#### What is needed
Retype the rows below word for word, from the first line of the rows down through the line that contains "[0,0,624,379]", with both of those lines included. Leave the pictures out of your answer.

#### Image annotation data
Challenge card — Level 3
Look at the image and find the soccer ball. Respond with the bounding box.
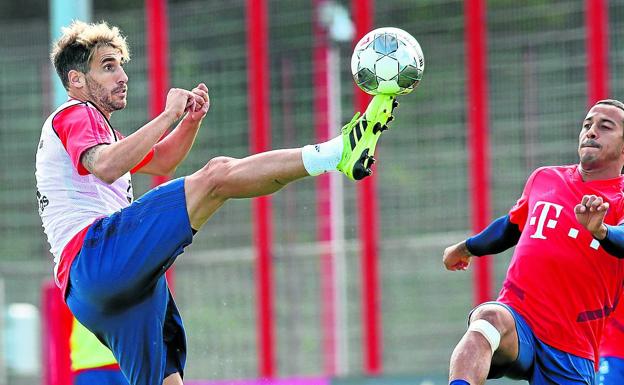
[351,27,425,95]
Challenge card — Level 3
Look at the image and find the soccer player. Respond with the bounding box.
[598,304,624,385]
[69,317,128,385]
[36,21,396,385]
[443,100,624,385]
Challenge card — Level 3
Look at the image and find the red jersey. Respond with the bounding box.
[600,292,624,359]
[498,165,624,362]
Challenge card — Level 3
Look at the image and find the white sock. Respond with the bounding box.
[301,135,343,176]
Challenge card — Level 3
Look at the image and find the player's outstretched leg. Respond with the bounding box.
[337,95,398,180]
[184,95,397,230]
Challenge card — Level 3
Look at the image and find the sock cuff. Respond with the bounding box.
[301,144,327,176]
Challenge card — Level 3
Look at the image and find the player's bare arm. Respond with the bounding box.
[137,83,210,175]
[574,195,609,240]
[81,88,206,183]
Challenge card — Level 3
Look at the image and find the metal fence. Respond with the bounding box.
[0,0,624,379]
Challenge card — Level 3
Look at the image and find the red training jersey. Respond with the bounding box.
[600,292,624,359]
[498,165,624,363]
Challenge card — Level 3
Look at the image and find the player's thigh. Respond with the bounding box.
[470,302,519,365]
[596,357,624,385]
[67,277,186,385]
[74,369,129,385]
[69,179,193,307]
[163,373,183,385]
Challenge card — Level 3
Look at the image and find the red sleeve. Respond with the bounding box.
[52,103,115,175]
[130,148,154,174]
[509,168,542,231]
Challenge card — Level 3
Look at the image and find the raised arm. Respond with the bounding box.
[136,83,210,175]
[442,215,522,270]
[80,88,204,183]
[574,195,624,258]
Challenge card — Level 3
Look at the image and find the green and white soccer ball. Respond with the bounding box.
[351,27,425,95]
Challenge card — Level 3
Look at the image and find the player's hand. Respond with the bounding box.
[186,83,210,122]
[165,88,195,120]
[574,195,609,239]
[442,241,472,271]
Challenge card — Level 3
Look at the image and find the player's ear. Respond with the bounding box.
[67,70,86,88]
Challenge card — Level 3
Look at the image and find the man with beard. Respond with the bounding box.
[443,99,624,385]
[36,21,396,385]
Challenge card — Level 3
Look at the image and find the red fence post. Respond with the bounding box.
[585,0,609,106]
[464,0,492,303]
[351,0,382,375]
[246,0,275,378]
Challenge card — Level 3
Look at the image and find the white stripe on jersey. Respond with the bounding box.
[35,100,133,277]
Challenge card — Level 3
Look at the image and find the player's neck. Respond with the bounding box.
[578,163,621,182]
[67,90,112,120]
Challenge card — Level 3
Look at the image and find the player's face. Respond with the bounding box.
[578,104,624,170]
[86,46,128,114]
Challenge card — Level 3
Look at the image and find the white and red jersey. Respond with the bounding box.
[498,165,624,362]
[35,99,153,291]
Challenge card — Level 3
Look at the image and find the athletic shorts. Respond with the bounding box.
[471,302,595,385]
[74,369,128,385]
[596,357,624,385]
[66,178,193,385]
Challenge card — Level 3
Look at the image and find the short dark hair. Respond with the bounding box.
[594,99,624,111]
[50,20,130,89]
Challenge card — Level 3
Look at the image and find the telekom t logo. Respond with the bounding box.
[529,201,563,239]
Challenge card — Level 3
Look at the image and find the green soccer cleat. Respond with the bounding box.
[336,95,399,180]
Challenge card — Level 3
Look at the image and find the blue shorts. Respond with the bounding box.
[74,369,128,385]
[473,302,595,385]
[597,357,624,385]
[66,178,193,385]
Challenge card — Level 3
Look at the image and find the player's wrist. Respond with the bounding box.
[460,241,474,257]
[592,223,609,241]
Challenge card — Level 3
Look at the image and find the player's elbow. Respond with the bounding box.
[91,162,127,184]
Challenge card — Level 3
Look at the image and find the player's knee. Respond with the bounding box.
[468,305,514,354]
[470,305,514,334]
[198,156,236,200]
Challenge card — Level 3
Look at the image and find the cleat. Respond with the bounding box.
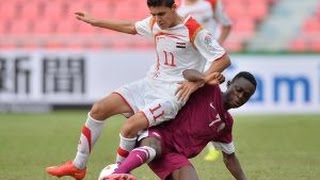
[102,174,137,180]
[46,161,87,180]
[204,147,220,161]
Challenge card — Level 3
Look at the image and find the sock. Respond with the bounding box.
[73,112,104,169]
[114,146,156,173]
[116,134,137,164]
[207,142,217,151]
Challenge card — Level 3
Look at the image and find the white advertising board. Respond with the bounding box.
[0,50,320,113]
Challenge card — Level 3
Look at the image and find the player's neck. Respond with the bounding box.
[184,0,198,6]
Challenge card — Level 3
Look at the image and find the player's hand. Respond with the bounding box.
[204,72,225,85]
[175,81,204,102]
[74,11,94,24]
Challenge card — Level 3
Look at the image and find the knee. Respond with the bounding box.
[90,102,108,120]
[121,118,138,138]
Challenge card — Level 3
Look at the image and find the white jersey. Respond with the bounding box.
[177,0,232,36]
[135,16,225,83]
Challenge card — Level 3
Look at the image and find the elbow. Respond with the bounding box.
[224,54,231,68]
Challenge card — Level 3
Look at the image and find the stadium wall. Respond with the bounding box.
[0,50,320,113]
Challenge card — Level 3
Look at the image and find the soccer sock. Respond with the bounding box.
[116,134,137,164]
[73,112,104,169]
[114,146,156,173]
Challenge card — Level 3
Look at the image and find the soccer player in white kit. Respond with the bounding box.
[177,0,232,44]
[46,0,230,179]
[177,0,232,161]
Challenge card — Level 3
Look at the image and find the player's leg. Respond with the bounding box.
[116,100,176,163]
[46,93,131,179]
[170,165,199,180]
[114,137,161,174]
[204,142,220,161]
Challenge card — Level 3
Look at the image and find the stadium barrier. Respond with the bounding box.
[0,50,320,113]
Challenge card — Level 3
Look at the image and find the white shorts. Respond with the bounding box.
[115,79,185,127]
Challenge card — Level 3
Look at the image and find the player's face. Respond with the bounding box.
[149,4,179,29]
[224,77,256,108]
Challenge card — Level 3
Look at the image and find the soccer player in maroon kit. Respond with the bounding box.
[106,71,257,180]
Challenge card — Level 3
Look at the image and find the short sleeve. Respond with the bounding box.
[211,141,235,154]
[214,1,232,26]
[194,29,226,63]
[135,16,153,38]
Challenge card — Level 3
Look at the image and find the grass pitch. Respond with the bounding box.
[0,111,320,180]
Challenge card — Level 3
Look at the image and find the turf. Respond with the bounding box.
[0,111,320,180]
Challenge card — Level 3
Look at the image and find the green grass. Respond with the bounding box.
[0,111,320,180]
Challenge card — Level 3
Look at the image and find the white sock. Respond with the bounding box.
[141,146,156,163]
[116,134,137,163]
[73,112,104,169]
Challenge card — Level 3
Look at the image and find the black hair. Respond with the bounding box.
[232,71,257,87]
[147,0,175,8]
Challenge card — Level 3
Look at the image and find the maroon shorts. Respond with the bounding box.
[148,128,192,180]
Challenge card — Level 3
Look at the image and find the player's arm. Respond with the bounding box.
[205,53,231,76]
[218,24,232,44]
[222,151,247,180]
[213,1,232,44]
[176,69,225,101]
[75,12,137,34]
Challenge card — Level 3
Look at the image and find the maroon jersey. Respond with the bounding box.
[149,85,233,158]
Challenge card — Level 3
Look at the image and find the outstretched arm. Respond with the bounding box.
[205,53,231,76]
[176,69,225,101]
[75,11,137,34]
[222,151,247,180]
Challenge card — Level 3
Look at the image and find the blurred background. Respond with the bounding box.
[0,0,320,112]
[0,0,320,180]
[0,0,320,53]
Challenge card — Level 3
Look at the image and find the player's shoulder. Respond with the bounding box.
[205,0,218,7]
[184,15,202,42]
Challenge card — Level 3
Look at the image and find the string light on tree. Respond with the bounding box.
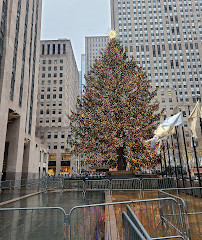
[67,37,160,170]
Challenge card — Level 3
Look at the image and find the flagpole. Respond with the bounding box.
[163,143,167,177]
[160,151,163,177]
[180,109,192,187]
[175,127,185,187]
[166,140,172,176]
[188,106,201,187]
[170,135,179,188]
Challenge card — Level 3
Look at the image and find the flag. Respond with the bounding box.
[146,124,175,154]
[188,102,202,139]
[162,112,182,128]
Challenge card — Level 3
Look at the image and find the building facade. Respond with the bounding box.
[85,36,109,74]
[81,54,86,93]
[36,39,79,175]
[0,0,42,180]
[111,0,202,168]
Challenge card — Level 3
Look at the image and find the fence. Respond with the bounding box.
[158,187,202,240]
[0,207,67,240]
[68,198,189,240]
[122,205,151,240]
[0,178,176,192]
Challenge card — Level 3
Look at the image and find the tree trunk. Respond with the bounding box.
[117,147,126,170]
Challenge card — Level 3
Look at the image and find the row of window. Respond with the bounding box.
[42,59,63,64]
[41,94,62,99]
[42,66,63,71]
[47,132,65,138]
[41,80,63,85]
[41,43,66,55]
[40,109,62,114]
[47,142,65,149]
[39,117,62,123]
[40,101,62,107]
[41,73,63,78]
[41,87,63,92]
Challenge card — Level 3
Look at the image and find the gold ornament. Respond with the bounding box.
[109,30,116,39]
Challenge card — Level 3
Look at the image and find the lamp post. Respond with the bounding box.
[188,106,201,187]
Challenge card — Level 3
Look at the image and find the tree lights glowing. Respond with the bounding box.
[67,38,160,170]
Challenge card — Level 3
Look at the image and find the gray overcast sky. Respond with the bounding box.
[41,0,110,70]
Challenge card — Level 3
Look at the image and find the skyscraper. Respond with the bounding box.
[81,54,86,93]
[111,0,202,165]
[36,39,79,175]
[0,0,42,180]
[85,36,109,74]
[111,0,202,115]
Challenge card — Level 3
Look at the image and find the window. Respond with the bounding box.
[42,44,45,55]
[53,142,58,149]
[58,44,60,54]
[47,44,50,55]
[47,132,51,138]
[53,44,55,54]
[63,44,66,54]
[61,142,65,149]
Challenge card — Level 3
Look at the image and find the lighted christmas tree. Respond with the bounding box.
[68,34,160,170]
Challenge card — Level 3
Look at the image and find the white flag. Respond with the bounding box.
[188,102,202,138]
[162,112,182,127]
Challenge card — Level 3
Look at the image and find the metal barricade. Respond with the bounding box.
[85,179,111,190]
[158,187,202,239]
[111,178,141,190]
[124,205,150,240]
[63,179,84,190]
[0,180,12,190]
[142,178,176,190]
[46,178,63,190]
[0,207,67,240]
[68,198,189,240]
[122,212,151,240]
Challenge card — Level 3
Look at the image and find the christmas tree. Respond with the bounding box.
[67,35,160,170]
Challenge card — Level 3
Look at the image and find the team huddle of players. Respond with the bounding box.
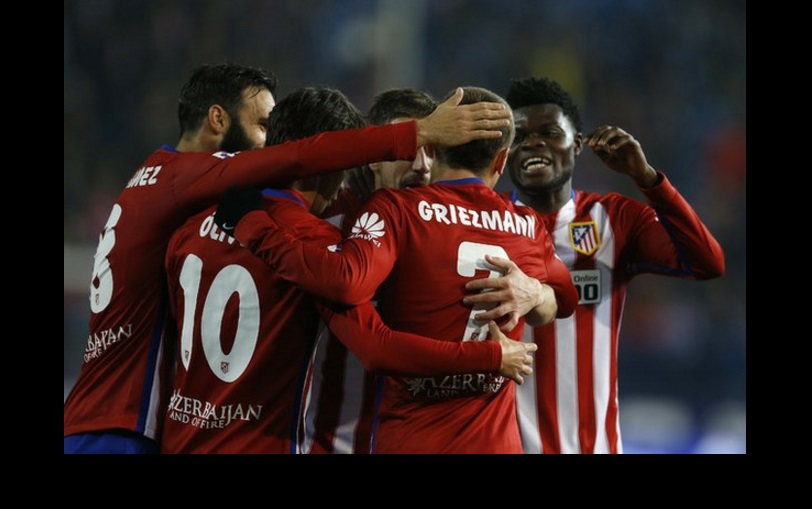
[64,64,724,453]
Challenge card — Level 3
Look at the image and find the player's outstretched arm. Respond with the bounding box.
[463,255,558,332]
[417,88,511,147]
[488,320,538,385]
[584,125,659,188]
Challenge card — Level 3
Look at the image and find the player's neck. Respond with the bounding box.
[431,166,487,188]
[517,180,572,214]
[175,132,218,152]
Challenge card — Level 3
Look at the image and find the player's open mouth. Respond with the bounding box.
[522,157,553,175]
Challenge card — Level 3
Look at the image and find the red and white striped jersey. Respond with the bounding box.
[235,179,577,453]
[64,122,417,439]
[511,174,724,454]
[301,188,377,454]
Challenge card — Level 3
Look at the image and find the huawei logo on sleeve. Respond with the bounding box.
[350,212,386,247]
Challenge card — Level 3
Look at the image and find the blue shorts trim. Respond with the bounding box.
[65,430,159,454]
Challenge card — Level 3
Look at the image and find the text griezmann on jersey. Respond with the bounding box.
[417,200,536,239]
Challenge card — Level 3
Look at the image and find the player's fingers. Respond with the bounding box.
[609,134,636,151]
[501,311,519,333]
[462,291,507,306]
[460,101,510,114]
[474,306,510,322]
[465,277,506,290]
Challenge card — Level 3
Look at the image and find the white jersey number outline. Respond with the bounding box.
[180,254,259,383]
[457,241,510,341]
[90,203,121,313]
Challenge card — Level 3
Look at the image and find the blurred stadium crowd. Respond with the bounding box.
[64,0,747,452]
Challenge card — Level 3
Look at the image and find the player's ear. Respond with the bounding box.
[572,132,584,155]
[206,104,231,134]
[493,147,510,175]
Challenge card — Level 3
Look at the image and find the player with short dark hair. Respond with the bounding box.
[216,87,577,453]
[161,87,535,454]
[471,77,725,453]
[64,64,507,453]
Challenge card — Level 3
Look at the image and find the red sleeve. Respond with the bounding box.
[173,121,417,210]
[234,192,397,305]
[629,173,725,279]
[317,302,502,376]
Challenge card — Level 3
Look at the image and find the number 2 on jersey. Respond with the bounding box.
[180,254,259,382]
[457,242,509,341]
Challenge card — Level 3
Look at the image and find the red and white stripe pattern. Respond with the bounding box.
[516,194,625,453]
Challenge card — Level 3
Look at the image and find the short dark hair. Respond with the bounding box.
[265,86,367,145]
[367,87,437,125]
[434,87,516,174]
[265,86,367,196]
[178,63,278,136]
[505,77,584,132]
[347,87,437,199]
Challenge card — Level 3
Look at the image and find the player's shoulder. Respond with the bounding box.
[575,190,642,209]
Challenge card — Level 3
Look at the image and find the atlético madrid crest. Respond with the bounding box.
[570,221,601,256]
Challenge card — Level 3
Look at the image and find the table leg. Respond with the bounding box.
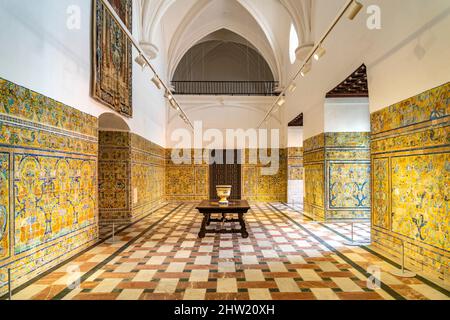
[198,213,210,238]
[238,213,248,239]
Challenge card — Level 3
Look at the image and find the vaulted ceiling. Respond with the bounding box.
[135,0,313,83]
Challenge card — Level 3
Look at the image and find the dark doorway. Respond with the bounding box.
[209,150,242,200]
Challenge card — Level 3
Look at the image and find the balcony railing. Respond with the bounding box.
[172,81,278,96]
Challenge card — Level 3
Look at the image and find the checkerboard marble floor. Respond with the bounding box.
[7,203,450,300]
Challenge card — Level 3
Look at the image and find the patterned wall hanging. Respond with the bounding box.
[92,0,133,117]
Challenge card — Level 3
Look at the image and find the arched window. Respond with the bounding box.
[289,24,298,64]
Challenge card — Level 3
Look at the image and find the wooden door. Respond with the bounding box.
[209,150,242,200]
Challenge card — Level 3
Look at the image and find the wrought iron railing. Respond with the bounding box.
[172,81,278,96]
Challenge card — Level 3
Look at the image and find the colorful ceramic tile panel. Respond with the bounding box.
[92,0,133,117]
[371,82,450,134]
[328,162,370,209]
[99,131,165,223]
[372,159,391,229]
[242,149,288,201]
[371,83,450,279]
[392,153,450,251]
[13,203,450,301]
[14,154,97,254]
[304,132,371,221]
[98,131,131,222]
[130,134,165,220]
[165,149,287,201]
[165,149,209,200]
[0,80,98,294]
[0,78,97,140]
[287,148,304,180]
[0,153,9,261]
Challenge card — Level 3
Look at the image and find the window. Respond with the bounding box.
[289,24,298,64]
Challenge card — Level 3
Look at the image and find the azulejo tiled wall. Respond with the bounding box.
[165,149,209,201]
[131,133,165,219]
[242,149,288,202]
[304,132,371,221]
[287,147,304,180]
[99,131,165,223]
[166,149,287,202]
[0,79,98,293]
[371,83,450,281]
[98,131,131,223]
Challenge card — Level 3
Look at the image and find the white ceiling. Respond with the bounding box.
[136,0,450,129]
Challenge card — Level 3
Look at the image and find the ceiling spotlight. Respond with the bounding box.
[300,63,311,77]
[164,91,173,100]
[152,74,162,90]
[169,99,180,110]
[347,0,363,20]
[314,46,327,61]
[277,97,286,107]
[288,82,297,92]
[134,54,147,69]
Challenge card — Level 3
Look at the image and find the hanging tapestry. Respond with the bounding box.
[92,0,133,117]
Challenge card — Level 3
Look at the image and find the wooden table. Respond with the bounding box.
[196,200,250,238]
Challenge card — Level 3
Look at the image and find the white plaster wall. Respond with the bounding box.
[287,127,303,148]
[367,0,450,112]
[0,0,166,146]
[303,102,325,141]
[325,98,370,132]
[166,96,287,148]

#### Answer to this problem
Challenge card — Level 3
Look at the image and find the soccer ball. Respond with the bounding box.
[351,27,425,95]
Challenge card — Level 3
Look at the image and find the soccer player. Respond with the bounding box.
[598,304,624,385]
[69,317,128,385]
[36,21,396,385]
[443,100,624,385]
Challenge card — Level 3
Look at the image and find the red jersey. Respond with the bounding box.
[600,292,624,359]
[498,165,624,362]
Challenge card — Level 3
Look at the image and find the white sock. Respond with the bounding box.
[301,135,343,176]
Challenge card — Level 3
Look at the image and find the player's outstretched leg. Respond with the bounding box.
[337,95,398,180]
[184,95,397,230]
Challenge card — Level 3
Look at the image and find the sock cuff. Respond with the bounding box.
[301,144,327,176]
Challenge card — Level 3
Look at the image and find the player's bare arm. Respond with the bounding box.
[137,83,210,175]
[574,195,609,240]
[81,88,206,183]
Challenge card — Level 3
Look at the image and find the metal fence. Respond with the bounding box.
[0,0,624,379]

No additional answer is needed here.